- PROBLEM STATEMENT: Find "Query: koton sign" and "curly hair, shaped like this sample" in the records below. Copy the lines holding them and every line between, exactly, and no others.
******************************
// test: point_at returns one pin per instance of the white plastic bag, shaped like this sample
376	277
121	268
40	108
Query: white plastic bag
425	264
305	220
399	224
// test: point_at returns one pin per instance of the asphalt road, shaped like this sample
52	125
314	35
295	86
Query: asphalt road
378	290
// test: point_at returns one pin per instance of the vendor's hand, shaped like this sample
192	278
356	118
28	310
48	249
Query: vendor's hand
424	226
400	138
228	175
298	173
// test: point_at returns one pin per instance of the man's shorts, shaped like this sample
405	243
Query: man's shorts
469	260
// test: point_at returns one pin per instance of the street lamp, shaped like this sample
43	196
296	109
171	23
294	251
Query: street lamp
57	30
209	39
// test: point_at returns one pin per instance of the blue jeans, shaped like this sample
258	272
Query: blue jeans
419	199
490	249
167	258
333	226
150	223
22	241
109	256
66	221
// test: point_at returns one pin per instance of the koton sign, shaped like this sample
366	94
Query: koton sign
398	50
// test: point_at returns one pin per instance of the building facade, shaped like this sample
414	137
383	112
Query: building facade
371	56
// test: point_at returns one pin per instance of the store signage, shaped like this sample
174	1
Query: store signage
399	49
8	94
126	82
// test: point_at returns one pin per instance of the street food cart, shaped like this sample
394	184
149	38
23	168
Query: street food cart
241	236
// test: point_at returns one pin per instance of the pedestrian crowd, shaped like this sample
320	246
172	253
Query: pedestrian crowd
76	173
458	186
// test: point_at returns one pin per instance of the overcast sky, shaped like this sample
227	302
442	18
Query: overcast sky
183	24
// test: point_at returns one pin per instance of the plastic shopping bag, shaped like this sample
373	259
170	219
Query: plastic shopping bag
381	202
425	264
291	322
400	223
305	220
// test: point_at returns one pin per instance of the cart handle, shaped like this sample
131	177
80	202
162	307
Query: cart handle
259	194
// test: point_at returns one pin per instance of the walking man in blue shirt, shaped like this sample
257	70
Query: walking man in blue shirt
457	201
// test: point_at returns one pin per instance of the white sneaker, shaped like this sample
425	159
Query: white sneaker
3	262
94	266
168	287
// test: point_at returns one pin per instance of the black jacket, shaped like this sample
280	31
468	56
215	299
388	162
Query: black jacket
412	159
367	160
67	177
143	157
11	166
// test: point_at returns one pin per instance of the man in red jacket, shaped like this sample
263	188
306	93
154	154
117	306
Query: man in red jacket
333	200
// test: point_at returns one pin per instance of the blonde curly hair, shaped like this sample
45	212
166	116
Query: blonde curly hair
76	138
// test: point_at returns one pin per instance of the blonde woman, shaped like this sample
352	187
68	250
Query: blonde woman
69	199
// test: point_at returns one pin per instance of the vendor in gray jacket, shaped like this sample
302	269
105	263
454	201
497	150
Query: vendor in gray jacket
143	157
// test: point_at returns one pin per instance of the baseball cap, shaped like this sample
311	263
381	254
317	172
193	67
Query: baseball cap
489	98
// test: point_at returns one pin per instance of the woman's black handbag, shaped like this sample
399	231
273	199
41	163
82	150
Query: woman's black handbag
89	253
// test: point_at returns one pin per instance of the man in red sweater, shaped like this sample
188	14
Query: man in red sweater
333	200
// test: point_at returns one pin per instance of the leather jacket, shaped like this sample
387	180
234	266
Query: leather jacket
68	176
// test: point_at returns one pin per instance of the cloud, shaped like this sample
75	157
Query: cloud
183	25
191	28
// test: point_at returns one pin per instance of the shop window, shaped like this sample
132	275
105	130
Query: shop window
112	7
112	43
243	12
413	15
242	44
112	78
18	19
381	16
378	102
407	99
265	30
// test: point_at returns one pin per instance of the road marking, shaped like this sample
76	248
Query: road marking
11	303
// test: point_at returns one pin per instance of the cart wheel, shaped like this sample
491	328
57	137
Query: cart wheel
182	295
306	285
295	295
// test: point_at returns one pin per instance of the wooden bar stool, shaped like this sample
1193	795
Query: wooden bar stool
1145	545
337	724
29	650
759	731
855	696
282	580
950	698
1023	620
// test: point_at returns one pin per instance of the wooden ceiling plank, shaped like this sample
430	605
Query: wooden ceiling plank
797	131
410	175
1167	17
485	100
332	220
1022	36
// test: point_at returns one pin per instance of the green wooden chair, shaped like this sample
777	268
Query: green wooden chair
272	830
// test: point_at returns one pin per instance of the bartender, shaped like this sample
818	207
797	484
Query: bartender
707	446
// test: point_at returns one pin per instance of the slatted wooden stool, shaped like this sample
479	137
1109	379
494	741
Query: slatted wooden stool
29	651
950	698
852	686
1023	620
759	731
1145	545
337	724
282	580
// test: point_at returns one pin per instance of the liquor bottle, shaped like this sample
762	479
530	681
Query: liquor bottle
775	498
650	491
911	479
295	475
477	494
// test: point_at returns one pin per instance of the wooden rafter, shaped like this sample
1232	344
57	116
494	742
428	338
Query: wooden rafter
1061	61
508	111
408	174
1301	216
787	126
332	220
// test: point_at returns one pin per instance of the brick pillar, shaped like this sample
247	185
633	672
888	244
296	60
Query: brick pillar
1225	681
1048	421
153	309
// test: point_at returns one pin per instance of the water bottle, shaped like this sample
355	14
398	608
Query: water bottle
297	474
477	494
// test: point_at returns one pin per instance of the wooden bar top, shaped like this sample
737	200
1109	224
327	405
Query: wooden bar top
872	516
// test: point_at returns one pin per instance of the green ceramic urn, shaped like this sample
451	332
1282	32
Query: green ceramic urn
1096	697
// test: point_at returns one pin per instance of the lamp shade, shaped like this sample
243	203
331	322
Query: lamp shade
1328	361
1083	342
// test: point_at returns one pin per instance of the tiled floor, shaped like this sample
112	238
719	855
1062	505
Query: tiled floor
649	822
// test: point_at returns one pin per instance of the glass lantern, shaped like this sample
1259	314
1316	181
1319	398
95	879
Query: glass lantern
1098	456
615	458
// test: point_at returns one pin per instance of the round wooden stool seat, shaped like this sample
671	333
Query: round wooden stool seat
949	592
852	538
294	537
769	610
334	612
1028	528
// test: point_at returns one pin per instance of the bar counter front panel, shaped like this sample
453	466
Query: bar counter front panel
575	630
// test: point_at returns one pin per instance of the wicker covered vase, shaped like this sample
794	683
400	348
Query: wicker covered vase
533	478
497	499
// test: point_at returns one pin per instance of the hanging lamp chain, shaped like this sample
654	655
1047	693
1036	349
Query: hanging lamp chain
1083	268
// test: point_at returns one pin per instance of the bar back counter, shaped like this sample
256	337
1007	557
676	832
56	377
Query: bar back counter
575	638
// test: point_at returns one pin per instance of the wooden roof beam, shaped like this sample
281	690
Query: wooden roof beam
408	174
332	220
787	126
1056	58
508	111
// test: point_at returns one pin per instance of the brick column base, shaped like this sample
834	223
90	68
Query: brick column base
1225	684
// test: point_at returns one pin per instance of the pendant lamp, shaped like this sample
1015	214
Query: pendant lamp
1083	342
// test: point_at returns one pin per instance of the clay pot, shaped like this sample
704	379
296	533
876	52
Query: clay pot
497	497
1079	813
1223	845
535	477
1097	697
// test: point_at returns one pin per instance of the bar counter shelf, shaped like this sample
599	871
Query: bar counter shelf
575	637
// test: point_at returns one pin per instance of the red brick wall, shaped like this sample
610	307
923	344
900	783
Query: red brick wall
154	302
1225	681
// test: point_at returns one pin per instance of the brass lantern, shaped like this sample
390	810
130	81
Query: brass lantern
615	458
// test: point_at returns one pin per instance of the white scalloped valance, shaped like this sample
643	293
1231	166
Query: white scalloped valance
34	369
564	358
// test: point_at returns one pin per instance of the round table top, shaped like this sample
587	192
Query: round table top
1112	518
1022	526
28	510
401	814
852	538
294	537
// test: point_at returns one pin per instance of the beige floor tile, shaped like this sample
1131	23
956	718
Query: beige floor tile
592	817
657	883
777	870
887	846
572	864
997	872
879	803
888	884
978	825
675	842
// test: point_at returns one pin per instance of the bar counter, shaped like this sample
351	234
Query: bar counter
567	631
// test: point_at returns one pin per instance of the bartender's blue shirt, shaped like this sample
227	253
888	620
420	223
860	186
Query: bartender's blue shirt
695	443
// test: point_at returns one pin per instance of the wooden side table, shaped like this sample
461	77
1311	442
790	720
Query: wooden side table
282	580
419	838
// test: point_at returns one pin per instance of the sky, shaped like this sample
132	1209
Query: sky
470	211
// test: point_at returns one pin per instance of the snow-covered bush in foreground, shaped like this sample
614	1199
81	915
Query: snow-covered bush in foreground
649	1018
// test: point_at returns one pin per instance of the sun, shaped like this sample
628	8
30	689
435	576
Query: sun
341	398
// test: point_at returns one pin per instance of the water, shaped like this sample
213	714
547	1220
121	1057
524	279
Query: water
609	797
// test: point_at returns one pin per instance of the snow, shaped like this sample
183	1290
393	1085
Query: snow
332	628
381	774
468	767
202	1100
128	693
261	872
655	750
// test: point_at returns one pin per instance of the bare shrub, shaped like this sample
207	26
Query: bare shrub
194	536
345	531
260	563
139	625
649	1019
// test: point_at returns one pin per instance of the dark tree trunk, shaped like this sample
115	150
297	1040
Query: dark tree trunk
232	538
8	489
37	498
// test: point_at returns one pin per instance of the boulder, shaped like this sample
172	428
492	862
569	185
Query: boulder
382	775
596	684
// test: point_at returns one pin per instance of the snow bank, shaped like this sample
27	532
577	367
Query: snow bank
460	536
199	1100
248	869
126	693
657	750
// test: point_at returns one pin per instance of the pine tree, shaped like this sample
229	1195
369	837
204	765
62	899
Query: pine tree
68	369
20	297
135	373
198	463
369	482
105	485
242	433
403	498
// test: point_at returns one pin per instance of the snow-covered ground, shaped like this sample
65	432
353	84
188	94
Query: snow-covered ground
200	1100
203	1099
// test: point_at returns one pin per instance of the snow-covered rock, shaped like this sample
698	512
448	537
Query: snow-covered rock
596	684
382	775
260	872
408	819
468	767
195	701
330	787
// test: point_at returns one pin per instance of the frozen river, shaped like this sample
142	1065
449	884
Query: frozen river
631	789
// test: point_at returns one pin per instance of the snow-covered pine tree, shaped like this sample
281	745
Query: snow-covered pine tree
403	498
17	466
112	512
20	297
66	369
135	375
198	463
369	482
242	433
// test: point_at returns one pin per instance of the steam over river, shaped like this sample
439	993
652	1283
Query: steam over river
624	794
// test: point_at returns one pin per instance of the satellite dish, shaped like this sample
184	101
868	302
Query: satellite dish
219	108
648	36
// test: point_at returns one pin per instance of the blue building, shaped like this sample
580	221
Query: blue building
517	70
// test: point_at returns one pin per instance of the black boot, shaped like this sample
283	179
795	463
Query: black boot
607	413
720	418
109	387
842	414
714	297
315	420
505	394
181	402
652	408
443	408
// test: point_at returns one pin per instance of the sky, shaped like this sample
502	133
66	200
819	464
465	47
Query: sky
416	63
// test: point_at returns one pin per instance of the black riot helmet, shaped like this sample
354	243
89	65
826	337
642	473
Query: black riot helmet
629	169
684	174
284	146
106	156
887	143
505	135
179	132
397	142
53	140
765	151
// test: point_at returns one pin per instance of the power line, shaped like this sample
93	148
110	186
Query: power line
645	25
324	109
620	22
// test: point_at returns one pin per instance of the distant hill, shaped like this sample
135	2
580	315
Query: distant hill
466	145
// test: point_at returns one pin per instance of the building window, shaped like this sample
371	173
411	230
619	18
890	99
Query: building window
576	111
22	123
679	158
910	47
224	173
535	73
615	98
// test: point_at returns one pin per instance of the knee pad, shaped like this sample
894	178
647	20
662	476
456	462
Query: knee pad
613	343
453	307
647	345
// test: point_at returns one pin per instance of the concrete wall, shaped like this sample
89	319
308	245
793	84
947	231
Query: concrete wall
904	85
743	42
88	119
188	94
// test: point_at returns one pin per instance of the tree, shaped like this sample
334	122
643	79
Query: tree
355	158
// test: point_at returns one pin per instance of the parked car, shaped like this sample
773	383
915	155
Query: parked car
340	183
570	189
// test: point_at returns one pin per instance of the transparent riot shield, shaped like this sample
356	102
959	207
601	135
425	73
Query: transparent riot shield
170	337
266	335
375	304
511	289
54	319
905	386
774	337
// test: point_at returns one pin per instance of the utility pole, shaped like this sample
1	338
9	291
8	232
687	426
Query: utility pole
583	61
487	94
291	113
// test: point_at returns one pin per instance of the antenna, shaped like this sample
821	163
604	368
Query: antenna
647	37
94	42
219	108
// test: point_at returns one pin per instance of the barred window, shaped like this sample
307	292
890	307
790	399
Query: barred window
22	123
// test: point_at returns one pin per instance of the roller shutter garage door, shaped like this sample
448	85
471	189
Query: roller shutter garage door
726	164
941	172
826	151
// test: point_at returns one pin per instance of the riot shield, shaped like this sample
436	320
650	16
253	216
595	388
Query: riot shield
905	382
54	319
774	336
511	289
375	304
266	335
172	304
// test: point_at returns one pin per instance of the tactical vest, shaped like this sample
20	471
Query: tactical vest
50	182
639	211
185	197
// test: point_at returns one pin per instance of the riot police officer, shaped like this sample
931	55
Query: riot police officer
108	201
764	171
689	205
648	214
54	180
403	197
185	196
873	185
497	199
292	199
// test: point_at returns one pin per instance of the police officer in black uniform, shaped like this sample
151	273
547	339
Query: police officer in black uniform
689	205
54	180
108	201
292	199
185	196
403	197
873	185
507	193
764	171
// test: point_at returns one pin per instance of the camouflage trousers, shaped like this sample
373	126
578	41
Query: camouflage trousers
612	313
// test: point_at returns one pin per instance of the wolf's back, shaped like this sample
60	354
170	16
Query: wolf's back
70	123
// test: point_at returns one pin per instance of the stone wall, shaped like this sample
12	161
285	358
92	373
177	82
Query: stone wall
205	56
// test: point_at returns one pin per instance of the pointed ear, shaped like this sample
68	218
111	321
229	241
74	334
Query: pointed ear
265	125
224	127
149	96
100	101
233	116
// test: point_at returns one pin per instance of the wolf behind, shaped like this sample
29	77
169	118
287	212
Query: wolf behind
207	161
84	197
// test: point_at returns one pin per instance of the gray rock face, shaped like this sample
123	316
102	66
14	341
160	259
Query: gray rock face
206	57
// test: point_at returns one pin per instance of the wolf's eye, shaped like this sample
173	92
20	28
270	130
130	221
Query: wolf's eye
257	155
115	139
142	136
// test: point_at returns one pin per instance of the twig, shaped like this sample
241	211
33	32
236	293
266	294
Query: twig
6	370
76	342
******************************
- ANSWER:
Query: koton sign
398	50
// test: point_at returns one pin per instance of the building facade, shaped like this sample
414	137
383	112
Query: building facade
371	56
// test: point_at returns one pin per instance of the store signage, shaped like this sample
174	1
Query: store signage
399	49
8	94
126	82
// test: point_at returns one pin per instance of the street food cart, shaped like this sample
394	184
149	38
23	168
Query: street food cart
241	236
// test: point_at returns one pin per instance of the pedestrian crowd, shaped like this sample
320	246
172	253
Query: pedestrian crowd
76	173
458	186
// test: point_at returns one pin per instance of the overcast sky, shaped like this sample
227	302
442	18
Query: overcast sky
183	24
// test: point_at returns one pin per instance of the plastic shopping bag, shaped like this sample
373	259
170	219
Query: plastic shopping bag
381	202
425	264
291	322
400	223
305	220
// test: point_at returns one pin per instance of the cart handle, shaped like this sample
131	177
80	202
162	307
Query: cart handle
259	194
// test: point_at returns one pin per instance of the walking man in blue shirt, shaped like this sample
257	70
Query: walking man in blue shirt
457	201
// test: point_at returns one pin per instance of the white sneaker, shaped like this sample
425	159
Query: white sneaker
3	262
94	266
168	287
// test: point_at returns one pin per instance of the black jacket, shaped like this sample
280	31
468	56
215	299
388	162
Query: black jacket
412	159
367	160
67	177
143	157
11	166
// test: point_at returns one pin per instance of the man in red jacket, shaped like this sample
263	188
306	93
154	154
117	306
Query: man in red jacket
333	200
// test: point_at returns one pin per instance of the blonde curly hair, shaped like this sample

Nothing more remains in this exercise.